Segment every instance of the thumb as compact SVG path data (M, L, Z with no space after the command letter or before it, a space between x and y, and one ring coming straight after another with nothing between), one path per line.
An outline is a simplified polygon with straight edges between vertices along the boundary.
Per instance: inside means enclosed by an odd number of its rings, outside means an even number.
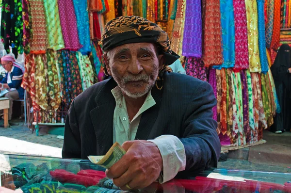
M127 151L129 147L132 145L134 143L134 141L127 141L122 144L122 145L121 145L121 146L122 146L122 148L124 149L125 151Z

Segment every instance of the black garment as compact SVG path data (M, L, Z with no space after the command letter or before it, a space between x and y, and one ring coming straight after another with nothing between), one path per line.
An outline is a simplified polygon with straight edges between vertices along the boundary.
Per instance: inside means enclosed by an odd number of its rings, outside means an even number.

####

▸ **AIM**:
Switch "thumb" to "hand" and give the rows again, from the very first line through the line holding "M127 151L129 147L132", inclusive, with everything else unchanged. Leave the pictures out of your answer.

▸ **FINAL RESULT**:
Segment every instance of the hand as compact SVG path data (M, L, Z with no space after the command letter or before it, a space between x and y, and one ring coming straight after another with nothing between), one path per line.
An outline is a simplified polygon with straight edges between vertices along the boundary.
Per instance: inside means enclosed by an odd number of its rings, outside means an even number.
M127 151L129 147L132 145L134 143L134 141L127 141L122 144L122 145L121 145L121 146L122 146L122 148L124 149L125 151Z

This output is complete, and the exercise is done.